__TASK BRIEF__
Please summarize the forum comment on OpenAI and AI danger in two sentences.

__SOURCE EXTRACT__
OpenAI makes humanity less safe - lainon
http://lesswrong.com/r/discussion/lw/oul/openai_makes_humanity_less_safe/
======
mindcrime
Meh. You can dream up all sorts of hypothetical scenarios with minimal
support, and raise the alarm around them (see: "the LHC will create a
blackhole that swallows the world"). But right now, there seems to be very
little reason to think that "artificial superintelligence" would be dangerous
if it existed, and (probably more importantly) even less reason to think that
ASI is anywhere remotely close to existing. Seriously, for all the cool things
modern "AI" systems can do, they're still pretty stupid. Look up "commonsense
reasoning" and look at some of the problems that those folks are working on,
which computers still can't solve.

"Now", you might argue, "didn't AlphaGo just beat the world's best human at
Go, and didn't DeepBlue beat Kasparov ages ago? Isn't that evidence that
computers are getting pretty intelligent?" To which I'd say no... it's
evidence that computers have gotten good at playing chess and Go. But note
that the same program that won at chess did not win at Go, and the program
that won at Go isn't doing natural language understanding, etc. IOW, we have
solved very isolated and highly specified problems, but we really haven't come
up with much in the way of a general intelligence in a sense that even
remotely approaches a human.

And even if I'm completely wrong and ASI is imminent and is potentially
dangerous, there's still no particular reason to think that OpenAI is making
things worse, as opposed to better. There certainly is a strong argument that
anything that democratizes access to advanced AI techniques helps mitigate the
(potential) danger of one bad actor inventing an ASI and having control of the
only one, and using it towards malicious ends.

__MATERIAL PROVIDED__
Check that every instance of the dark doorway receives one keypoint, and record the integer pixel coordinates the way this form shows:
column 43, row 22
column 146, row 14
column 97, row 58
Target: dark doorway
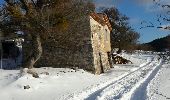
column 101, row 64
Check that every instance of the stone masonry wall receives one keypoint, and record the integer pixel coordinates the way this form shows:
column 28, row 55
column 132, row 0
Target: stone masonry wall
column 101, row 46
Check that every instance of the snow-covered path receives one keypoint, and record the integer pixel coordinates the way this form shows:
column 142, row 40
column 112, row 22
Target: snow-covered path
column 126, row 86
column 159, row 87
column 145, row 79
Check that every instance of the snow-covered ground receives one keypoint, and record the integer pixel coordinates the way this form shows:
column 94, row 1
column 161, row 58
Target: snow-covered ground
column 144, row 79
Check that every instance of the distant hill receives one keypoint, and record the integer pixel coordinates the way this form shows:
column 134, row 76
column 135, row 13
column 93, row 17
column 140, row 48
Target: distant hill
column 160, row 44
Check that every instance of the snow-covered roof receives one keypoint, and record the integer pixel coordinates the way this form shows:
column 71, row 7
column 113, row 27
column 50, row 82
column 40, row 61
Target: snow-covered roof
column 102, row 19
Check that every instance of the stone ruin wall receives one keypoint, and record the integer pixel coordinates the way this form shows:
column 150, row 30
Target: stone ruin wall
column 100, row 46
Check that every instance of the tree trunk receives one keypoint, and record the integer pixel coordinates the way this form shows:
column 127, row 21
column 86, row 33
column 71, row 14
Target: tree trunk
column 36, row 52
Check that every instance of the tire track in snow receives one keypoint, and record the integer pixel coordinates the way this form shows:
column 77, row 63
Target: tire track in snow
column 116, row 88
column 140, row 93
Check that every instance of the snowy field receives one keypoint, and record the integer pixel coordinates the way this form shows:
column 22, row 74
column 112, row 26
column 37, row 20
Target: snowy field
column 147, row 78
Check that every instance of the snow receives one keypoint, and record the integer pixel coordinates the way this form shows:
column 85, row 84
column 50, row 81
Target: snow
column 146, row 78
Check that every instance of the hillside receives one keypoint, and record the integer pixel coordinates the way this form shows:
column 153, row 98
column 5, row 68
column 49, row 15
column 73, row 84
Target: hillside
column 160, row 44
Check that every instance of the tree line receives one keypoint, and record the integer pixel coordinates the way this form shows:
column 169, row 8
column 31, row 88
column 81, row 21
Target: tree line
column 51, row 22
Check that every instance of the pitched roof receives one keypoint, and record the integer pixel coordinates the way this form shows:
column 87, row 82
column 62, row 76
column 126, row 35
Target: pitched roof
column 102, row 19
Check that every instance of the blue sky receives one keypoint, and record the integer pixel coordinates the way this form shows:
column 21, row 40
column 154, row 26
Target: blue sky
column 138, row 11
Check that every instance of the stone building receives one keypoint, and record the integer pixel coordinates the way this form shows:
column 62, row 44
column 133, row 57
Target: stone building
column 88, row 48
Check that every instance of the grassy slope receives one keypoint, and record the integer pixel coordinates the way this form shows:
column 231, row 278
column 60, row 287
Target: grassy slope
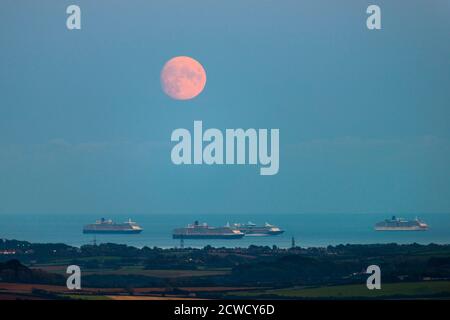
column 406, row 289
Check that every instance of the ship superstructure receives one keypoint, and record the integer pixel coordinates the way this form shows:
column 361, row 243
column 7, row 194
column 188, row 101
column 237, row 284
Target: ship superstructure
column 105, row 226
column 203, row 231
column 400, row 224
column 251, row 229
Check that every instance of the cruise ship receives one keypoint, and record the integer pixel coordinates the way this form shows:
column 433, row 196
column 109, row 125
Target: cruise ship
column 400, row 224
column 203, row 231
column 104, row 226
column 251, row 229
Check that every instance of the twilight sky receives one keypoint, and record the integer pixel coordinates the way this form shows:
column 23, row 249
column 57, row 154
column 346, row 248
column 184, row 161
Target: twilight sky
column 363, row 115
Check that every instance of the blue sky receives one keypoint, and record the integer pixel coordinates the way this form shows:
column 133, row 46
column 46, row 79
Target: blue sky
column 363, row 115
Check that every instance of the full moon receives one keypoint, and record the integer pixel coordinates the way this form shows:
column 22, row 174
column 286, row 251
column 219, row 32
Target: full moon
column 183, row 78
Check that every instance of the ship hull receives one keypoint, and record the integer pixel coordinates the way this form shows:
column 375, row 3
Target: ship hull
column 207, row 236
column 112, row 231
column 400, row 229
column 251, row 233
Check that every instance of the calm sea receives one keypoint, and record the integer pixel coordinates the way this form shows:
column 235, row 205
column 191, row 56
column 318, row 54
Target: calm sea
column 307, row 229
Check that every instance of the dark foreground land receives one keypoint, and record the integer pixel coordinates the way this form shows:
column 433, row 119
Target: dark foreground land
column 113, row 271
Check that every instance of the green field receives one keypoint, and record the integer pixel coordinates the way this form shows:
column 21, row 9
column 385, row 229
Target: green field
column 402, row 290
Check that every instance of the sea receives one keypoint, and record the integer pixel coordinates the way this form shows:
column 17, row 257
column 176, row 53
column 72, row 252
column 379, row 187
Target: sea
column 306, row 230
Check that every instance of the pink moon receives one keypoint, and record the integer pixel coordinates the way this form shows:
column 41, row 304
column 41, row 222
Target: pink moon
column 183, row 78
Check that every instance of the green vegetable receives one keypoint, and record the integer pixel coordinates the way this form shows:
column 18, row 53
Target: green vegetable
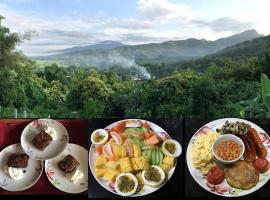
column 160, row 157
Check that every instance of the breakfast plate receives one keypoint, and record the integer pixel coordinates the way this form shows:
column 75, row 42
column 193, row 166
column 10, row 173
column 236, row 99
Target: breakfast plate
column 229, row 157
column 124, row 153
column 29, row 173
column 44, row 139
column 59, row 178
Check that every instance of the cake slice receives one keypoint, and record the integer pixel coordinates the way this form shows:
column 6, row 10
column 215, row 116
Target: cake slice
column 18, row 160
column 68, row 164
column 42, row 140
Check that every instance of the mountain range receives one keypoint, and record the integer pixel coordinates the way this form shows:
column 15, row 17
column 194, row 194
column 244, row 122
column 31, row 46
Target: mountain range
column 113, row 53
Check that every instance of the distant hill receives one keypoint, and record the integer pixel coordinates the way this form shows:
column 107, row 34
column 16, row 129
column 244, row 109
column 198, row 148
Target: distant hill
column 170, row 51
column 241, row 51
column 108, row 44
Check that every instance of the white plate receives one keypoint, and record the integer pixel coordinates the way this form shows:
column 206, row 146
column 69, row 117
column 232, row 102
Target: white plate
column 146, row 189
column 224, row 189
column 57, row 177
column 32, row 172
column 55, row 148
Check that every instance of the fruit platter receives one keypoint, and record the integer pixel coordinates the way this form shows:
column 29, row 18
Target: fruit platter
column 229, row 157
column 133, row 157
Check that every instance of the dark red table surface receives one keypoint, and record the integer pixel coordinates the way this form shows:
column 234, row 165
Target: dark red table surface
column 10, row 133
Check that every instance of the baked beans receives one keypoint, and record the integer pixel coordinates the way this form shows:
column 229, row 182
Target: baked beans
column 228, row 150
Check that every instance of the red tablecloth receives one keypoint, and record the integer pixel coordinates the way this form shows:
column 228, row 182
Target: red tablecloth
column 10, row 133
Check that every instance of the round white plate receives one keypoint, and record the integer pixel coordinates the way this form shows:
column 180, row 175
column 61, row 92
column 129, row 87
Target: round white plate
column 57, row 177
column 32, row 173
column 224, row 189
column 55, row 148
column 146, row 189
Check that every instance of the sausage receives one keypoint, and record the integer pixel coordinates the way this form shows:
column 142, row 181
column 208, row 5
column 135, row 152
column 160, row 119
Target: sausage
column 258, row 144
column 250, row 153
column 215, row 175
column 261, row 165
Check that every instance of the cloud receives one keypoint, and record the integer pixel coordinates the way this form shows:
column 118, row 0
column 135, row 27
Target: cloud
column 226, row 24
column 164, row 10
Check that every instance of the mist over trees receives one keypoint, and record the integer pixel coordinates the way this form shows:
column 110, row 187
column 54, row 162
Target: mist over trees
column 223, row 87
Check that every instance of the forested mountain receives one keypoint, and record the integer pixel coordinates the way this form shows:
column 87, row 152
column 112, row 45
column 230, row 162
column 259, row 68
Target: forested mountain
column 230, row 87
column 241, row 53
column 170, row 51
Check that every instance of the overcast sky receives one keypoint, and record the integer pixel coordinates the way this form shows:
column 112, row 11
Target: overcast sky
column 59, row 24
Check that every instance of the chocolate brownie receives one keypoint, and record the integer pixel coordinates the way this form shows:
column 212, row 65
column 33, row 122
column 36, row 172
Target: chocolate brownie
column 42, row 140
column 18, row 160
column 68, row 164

__SOLUTION TO THE EXERCISE__
The commenter argues that there is very little reason to think artificial superintelligence would be dangerous, and even less to think it is anywhere close to existing, since wins like AlphaGo's and DeepBlue's solve isolated, highly specified problems rather than showing general intelligence. Even if ASI were imminent and dangerous, the commenter sees no particular reason to think OpenAI is making things worse, pointing to a strong argument that democratizing access to advanced AI techniques helps mitigate the danger of one bad actor controlling the only ASI.